-------- LISTED ENTRIES
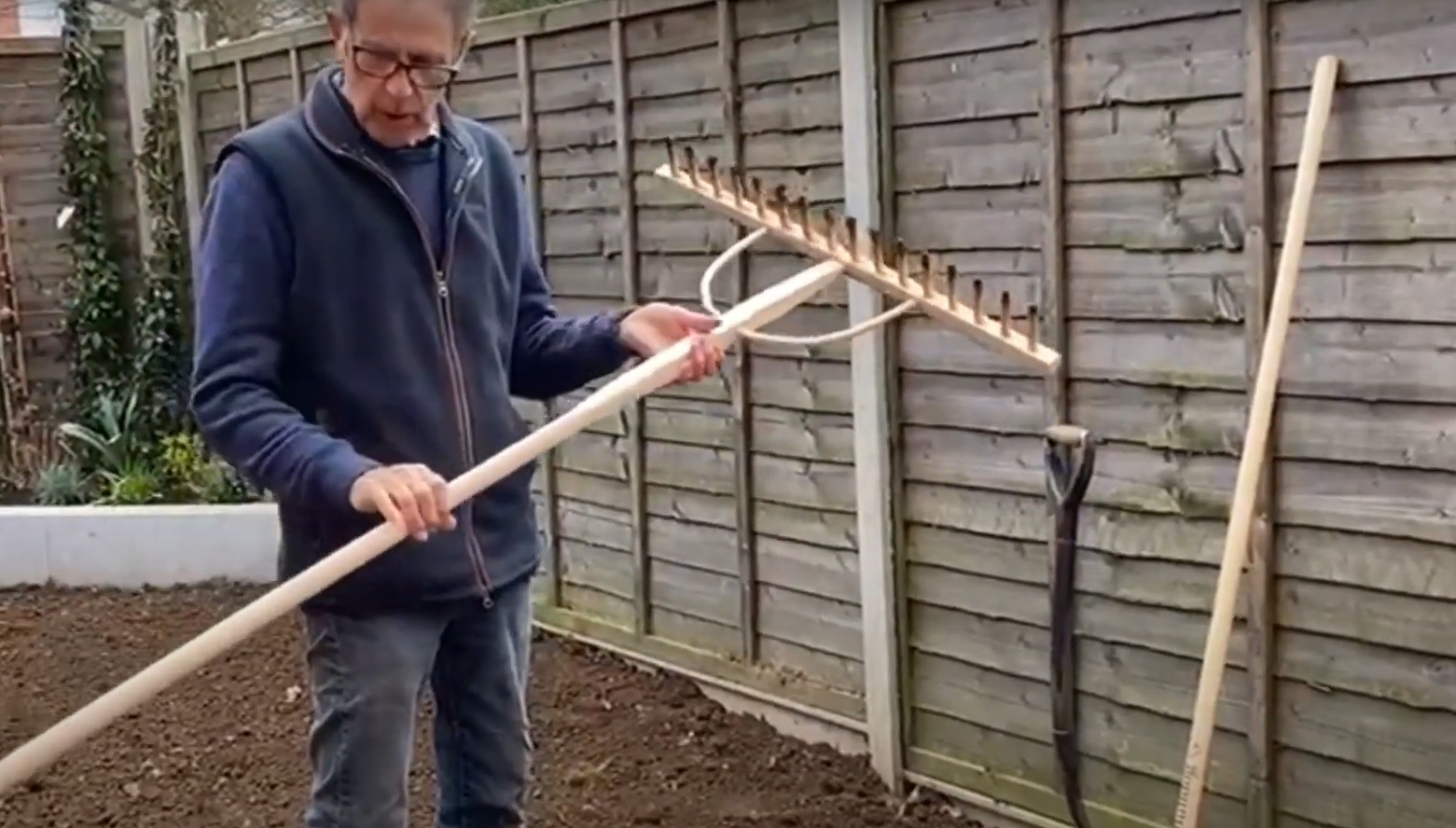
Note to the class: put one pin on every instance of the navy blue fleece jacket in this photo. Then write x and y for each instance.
----------------
-------- LISTED ENTRIES
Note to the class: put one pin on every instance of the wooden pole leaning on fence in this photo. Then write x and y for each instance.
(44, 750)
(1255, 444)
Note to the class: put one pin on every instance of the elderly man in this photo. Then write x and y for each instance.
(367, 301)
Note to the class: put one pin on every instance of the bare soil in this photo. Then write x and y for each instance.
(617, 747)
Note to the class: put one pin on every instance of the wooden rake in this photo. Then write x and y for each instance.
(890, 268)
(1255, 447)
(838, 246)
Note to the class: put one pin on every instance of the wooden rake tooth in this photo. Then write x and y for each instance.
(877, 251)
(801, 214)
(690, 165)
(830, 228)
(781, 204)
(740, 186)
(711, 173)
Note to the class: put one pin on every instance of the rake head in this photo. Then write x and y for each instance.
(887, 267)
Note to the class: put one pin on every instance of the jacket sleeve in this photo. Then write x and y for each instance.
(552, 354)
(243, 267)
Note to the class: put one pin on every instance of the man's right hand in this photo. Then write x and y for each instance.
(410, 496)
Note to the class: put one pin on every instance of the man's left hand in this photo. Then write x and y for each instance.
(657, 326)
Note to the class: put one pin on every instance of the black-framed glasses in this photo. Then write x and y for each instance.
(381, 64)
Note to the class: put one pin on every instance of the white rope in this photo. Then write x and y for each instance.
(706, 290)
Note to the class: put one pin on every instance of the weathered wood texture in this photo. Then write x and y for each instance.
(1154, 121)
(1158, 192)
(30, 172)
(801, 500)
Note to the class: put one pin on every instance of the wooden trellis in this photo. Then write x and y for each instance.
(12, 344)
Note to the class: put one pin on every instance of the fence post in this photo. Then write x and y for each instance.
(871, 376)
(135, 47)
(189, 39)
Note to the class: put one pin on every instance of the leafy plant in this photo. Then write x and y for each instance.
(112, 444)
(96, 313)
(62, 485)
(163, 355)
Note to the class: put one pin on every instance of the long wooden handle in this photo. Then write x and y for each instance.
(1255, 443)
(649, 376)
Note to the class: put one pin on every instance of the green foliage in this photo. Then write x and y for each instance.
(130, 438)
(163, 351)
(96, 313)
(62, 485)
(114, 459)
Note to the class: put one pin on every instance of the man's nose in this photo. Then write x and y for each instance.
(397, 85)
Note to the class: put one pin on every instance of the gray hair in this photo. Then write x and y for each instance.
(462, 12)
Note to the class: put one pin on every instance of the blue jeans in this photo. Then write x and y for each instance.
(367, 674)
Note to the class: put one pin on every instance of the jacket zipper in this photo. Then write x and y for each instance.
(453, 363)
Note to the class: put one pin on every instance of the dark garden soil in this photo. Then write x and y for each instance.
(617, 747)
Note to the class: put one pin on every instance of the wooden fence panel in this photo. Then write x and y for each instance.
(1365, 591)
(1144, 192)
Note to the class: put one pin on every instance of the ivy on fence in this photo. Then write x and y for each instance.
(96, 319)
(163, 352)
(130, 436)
----------------
§ STATED TASK: Report each line in the rows above that contains the word "soil", copying every such line in full. Case counts.

§ SOLVED EXERCISE:
Note to the class: put one pin on every instance of the bare soil in this photo. Then write x and y for each instance.
Note to the class: put one pin on every instance of the dark garden soil in this photo. Then write x and y for each instance.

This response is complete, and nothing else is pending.